### Exercise directions
Quote the full listing word for word.

### Dataset entries
◆ ◆ ◆ ◆ ◆ ◆ ◆
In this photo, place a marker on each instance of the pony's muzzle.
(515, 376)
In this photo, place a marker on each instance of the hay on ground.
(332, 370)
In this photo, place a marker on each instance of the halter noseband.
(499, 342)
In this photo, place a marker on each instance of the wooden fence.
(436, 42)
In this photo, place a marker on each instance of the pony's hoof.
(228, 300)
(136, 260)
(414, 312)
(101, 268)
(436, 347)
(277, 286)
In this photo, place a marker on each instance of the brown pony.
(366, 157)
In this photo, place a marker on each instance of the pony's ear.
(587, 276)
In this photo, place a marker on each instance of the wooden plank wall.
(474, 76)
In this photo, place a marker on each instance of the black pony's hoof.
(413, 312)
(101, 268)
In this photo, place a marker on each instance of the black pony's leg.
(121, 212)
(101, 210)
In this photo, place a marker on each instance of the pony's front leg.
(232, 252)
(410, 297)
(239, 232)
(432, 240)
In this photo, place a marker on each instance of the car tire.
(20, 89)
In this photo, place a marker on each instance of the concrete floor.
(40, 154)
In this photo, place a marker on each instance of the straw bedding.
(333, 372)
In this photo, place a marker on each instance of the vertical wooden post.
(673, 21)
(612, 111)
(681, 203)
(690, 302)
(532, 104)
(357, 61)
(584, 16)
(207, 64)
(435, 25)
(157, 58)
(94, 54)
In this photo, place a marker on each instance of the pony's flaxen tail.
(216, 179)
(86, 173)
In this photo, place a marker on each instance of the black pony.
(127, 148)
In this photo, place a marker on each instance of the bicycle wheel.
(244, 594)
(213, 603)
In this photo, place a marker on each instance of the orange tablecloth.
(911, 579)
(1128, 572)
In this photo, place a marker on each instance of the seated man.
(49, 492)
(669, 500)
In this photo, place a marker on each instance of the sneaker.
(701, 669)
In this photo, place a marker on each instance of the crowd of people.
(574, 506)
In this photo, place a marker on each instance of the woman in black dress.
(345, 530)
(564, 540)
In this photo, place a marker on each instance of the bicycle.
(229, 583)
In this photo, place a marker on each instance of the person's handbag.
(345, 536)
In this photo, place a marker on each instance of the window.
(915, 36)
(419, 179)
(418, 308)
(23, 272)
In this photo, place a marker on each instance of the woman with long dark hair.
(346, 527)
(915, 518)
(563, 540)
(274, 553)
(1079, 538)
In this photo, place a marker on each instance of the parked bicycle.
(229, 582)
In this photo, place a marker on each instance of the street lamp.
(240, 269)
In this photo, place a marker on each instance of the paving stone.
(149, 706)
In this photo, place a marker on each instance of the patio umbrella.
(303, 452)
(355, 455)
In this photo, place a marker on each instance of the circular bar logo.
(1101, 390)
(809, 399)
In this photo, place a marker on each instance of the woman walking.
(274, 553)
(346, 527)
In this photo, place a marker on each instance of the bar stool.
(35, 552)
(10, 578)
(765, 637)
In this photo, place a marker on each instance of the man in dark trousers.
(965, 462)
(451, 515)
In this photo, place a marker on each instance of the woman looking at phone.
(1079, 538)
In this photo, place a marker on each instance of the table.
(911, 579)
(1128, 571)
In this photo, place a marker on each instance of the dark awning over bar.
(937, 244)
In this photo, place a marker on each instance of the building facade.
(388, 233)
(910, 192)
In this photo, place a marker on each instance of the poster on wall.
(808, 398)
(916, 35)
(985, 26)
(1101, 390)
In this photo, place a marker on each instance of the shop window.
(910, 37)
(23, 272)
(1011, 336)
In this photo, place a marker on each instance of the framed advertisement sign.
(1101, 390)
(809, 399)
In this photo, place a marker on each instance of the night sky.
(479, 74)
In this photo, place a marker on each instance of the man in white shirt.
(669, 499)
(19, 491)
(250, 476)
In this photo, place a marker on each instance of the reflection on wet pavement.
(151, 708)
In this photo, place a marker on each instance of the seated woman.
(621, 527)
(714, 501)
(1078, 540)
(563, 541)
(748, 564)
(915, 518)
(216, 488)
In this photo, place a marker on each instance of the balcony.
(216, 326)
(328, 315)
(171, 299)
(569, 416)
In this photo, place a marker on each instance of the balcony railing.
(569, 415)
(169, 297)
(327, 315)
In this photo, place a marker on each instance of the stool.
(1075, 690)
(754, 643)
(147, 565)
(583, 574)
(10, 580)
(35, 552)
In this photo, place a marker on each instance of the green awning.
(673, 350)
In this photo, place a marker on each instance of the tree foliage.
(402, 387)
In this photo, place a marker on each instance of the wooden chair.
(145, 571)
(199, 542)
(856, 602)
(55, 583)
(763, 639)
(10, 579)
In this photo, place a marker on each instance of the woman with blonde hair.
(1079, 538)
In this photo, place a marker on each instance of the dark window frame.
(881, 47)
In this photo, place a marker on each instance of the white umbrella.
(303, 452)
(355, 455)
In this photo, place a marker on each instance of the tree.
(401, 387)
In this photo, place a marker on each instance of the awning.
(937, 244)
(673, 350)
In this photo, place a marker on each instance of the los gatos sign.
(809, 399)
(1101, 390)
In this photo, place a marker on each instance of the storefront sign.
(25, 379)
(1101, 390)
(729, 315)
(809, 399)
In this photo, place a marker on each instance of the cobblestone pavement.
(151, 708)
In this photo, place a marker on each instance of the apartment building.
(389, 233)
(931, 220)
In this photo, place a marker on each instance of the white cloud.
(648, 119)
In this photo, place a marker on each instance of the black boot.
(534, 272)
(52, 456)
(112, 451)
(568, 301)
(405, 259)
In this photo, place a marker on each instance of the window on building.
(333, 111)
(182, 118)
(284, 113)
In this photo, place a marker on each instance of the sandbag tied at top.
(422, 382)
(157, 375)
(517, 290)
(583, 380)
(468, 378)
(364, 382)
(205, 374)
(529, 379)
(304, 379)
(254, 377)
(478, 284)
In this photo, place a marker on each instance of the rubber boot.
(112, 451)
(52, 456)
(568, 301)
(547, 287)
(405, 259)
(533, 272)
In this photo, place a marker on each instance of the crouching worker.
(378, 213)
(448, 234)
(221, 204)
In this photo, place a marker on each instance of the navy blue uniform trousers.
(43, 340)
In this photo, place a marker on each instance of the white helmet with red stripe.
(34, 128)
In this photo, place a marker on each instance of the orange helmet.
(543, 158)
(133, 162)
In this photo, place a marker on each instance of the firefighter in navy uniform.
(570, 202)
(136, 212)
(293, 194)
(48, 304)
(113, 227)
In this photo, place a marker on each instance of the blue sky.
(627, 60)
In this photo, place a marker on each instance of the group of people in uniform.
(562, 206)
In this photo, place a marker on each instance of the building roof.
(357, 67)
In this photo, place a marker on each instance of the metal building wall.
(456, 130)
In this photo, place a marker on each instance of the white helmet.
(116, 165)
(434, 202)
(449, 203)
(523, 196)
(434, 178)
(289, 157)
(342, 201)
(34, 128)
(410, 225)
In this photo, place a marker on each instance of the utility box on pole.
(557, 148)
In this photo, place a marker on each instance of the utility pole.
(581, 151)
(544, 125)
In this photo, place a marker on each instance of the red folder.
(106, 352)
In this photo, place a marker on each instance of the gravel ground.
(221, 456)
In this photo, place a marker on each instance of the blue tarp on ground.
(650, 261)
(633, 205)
◆ ◆ ◆ ◆ ◆ ◆ ◆
### The answer
In this photo, place a marker on each instance of the pony's muzzle.
(515, 376)
In this photo, place a marker on each instance of the hay on ground.
(332, 370)
In this photo, place a marker on each instance of the halter noseband.
(499, 342)
In this photo, place a marker on each instance of the wooden fence.
(436, 42)
In this photo, place a marker on each instance of the pony's hoof.
(228, 300)
(136, 260)
(414, 312)
(101, 268)
(436, 347)
(277, 286)
In this photo, place a marker on each instance of the brown pony.
(366, 157)
In this photo, place a marker on each instance of the pony's ear.
(587, 276)
In this photo, place a marker on each instance of the wooden plank wall.
(474, 76)
In this photo, place a marker on each instance of the black pony's hoof.
(413, 312)
(101, 268)
In this photo, place a marker on each instance of the black pony's leg.
(121, 212)
(101, 210)
In this photo, place a marker on each instance of the pony's front leg.
(232, 252)
(410, 297)
(239, 232)
(432, 240)
In this photo, place a marker on each instance of the car tire.
(20, 89)
In this photo, place a marker on each instance of the concrete floor.
(40, 154)
In this photo, place a marker on each instance of the straw bedding.
(333, 372)
In this photo, place a marker on each instance of the vertical wooden post.
(673, 21)
(612, 111)
(681, 203)
(690, 302)
(532, 104)
(357, 61)
(584, 16)
(207, 64)
(435, 25)
(157, 58)
(94, 54)
In this photo, place a marker on each instance of the pony's flaxen tail.
(216, 179)
(86, 173)
In this photo, place a marker on each instance of the black pony.
(127, 148)
In this photo, place a marker on each instance of the bicycle wheel.
(244, 594)
(213, 603)
In this photo, place a marker on each instance of the orange tablecloth.
(911, 579)
(1128, 572)
In this photo, place a marker on each instance of the seated man.
(49, 492)
(669, 500)
In this photo, place a marker on each instance of the sneaker.
(701, 669)
In this photo, place a marker on each instance of the crowd of people.
(574, 506)
In this photo, place a marker on each instance of the woman in black dress.
(345, 530)
(564, 540)
In this photo, place a marker on each instance of the bicycle.
(229, 583)
In this photo, place a marker on each instance of the person's handbag.
(345, 536)
In this photo, place a marker on each instance of the window.
(915, 36)
(419, 179)
(418, 308)
(23, 272)
In this photo, place a marker on each instance of the woman with long dark hair.
(346, 527)
(915, 518)
(563, 540)
(274, 553)
(1079, 538)
In this photo, place a marker on each instance of the parked bicycle.
(229, 582)
In this photo, place a marker on each instance of the street lamp.
(240, 269)
In this photo, place a marker on each instance of the paving stone.
(149, 706)
In this photo, place a marker on each instance of the patio umbrella.
(303, 452)
(355, 455)
In this photo, place a marker on each instance of the circular bar logo.
(1101, 390)
(809, 399)
In this photo, place a marker on each instance of the woman walking.
(274, 553)
(346, 527)
In this photo, place a marker on each instance of the bar stool.
(35, 552)
(10, 578)
(765, 637)
In this photo, place a marker on each instance of the man in dark trousers.
(965, 462)
(451, 515)
In this photo, place a marker on each instance of the woman looking at phone.
(1079, 538)
In this photo, place a marker on each instance of the table.
(911, 579)
(1128, 571)
In this photo, place a marker on each instance of the dark awning over bar.
(937, 244)
In this photo, place a marker on each instance of the building facade.
(388, 233)
(910, 192)
In this photo, place a marker on each instance of the poster on wall.
(808, 398)
(916, 35)
(985, 26)
(1101, 390)
In this photo, place a marker on each instance of the shop window.
(910, 37)
(23, 272)
(1011, 336)
In this photo, place a marker on each instance of the framed advertisement sign.
(1101, 390)
(809, 399)
In this photo, place a marker on each instance of the night sky.
(479, 74)
In this photo, place a marker on each instance of the man in white shirt.
(669, 499)
(19, 491)
(250, 476)
In this photo, place a marker on each instance of the reflection on wet pavement.
(151, 708)
In this photo, place a marker on each instance of the seated woman.
(621, 527)
(714, 501)
(1078, 540)
(563, 541)
(748, 564)
(915, 518)
(216, 488)
In this photo, place a marker on each instance of the balcony.
(216, 326)
(328, 315)
(171, 299)
(569, 416)
In this photo, place a marker on each instance of the balcony railing.
(569, 415)
(169, 297)
(327, 315)
In this photo, place a marker on each instance of the stool.
(1075, 690)
(754, 643)
(147, 565)
(583, 574)
(10, 580)
(35, 552)
In this photo, place a marker on each instance of the green awning.
(673, 350)
In this photo, place a marker on each instance of the tree foliage.
(402, 387)
In this photo, place a marker on each instance of the wooden chair.
(145, 571)
(199, 542)
(856, 602)
(55, 583)
(763, 639)
(10, 579)
In this photo, place a marker on each instance of the woman with blonde hair.
(1079, 538)
In this photo, place a marker on each instance of the dark window frame.
(881, 47)
In this photo, place a marker on each instance of the white umbrella.
(303, 452)
(355, 455)
In this photo, place a marker on each instance of the tree.
(401, 387)
In this photo, place a marker on each instance of the awning.
(937, 244)
(673, 350)
In this photo, place a marker on each instance of the los gatos sign.
(809, 399)
(1101, 390)
In this photo, place a marker on each instance of the storefront sign.
(25, 379)
(1101, 390)
(729, 315)
(809, 399)
In this photo, place a marker on each instance of the cobblestone pavement.
(151, 708)
In this photo, place a marker on each instance of the apartment building.
(389, 233)
(931, 220)
In this photo, place a marker on each instance of the white cloud.
(648, 119)
In this photo, place a marker on each instance of the black boot.
(534, 272)
(52, 456)
(112, 451)
(568, 301)
(405, 259)
In this photo, place a marker on each instance of the window on building.
(333, 111)
(182, 118)
(284, 113)
In this photo, place a marker on each instance of the sandbag tied at top.
(422, 382)
(157, 375)
(517, 290)
(583, 380)
(468, 378)
(364, 382)
(205, 374)
(529, 379)
(304, 379)
(254, 377)
(478, 284)
In this photo, place a marker on each instance of the rubber boot.
(112, 451)
(52, 456)
(568, 301)
(547, 287)
(405, 259)
(533, 272)
In this photo, place a marker on each instance of the crouching worker.
(378, 213)
(448, 234)
(221, 204)
In this photo, place a marker on each instance of the navy blue uniform trousers.
(43, 340)
In this photo, place a marker on each instance of the white helmet with red stripe.
(34, 128)
In this photo, place a marker on each instance of the orange helmet.
(543, 158)
(133, 162)
In this photo, place a marker on each instance of the firefighter in navy uniform.
(570, 202)
(136, 212)
(293, 194)
(48, 304)
(113, 227)
In this photo, place a marker on each instance of the blue sky.
(627, 60)
In this photo, place a marker on each instance of the group of people in uniform.
(562, 206)
In this photo, place a marker on each instance of the building roof.
(357, 67)
In this photo, place a marker on each instance of the metal building wall.
(456, 130)
In this photo, place a marker on each instance of the white helmet.
(116, 165)
(434, 202)
(449, 203)
(523, 196)
(434, 178)
(289, 157)
(342, 201)
(34, 128)
(410, 225)
In this photo, place a marker on each instance of the utility box on pole.
(557, 148)
In this photo, place a marker on each instance of the utility pole.
(581, 151)
(544, 125)
In this photo, place a marker on each instance of the red folder.
(106, 352)
In this photo, place a marker on each instance of the gravel ground.
(221, 456)
In this photo, place a marker on each instance of the blue tarp on ground.
(650, 261)
(633, 205)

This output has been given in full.